Provided records:

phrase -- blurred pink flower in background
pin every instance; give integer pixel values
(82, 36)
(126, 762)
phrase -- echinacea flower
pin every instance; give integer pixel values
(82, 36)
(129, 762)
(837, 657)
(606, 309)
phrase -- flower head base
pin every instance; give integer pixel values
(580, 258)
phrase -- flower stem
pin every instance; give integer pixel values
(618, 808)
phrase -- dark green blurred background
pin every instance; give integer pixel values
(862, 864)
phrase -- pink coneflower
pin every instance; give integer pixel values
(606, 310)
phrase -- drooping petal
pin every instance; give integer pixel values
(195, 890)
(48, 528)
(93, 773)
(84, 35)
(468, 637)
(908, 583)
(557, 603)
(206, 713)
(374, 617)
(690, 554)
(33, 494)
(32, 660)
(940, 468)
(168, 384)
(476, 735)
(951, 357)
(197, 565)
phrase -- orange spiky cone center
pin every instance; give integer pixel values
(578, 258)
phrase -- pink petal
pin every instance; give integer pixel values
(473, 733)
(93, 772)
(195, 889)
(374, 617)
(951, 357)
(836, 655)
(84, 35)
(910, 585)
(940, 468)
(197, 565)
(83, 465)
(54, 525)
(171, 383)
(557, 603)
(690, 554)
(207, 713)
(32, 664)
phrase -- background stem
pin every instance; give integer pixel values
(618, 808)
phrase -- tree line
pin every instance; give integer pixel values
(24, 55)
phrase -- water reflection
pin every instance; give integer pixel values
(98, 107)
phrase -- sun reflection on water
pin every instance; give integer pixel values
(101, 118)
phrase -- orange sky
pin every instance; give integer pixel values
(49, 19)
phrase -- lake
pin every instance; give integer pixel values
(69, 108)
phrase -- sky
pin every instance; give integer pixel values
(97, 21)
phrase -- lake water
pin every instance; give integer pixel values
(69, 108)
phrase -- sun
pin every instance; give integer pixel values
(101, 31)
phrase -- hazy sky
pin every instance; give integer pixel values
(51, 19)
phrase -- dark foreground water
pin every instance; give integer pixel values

Work task: Since only the number is needed, state how many lines of the listing contain the word "dark".

Answer box: 2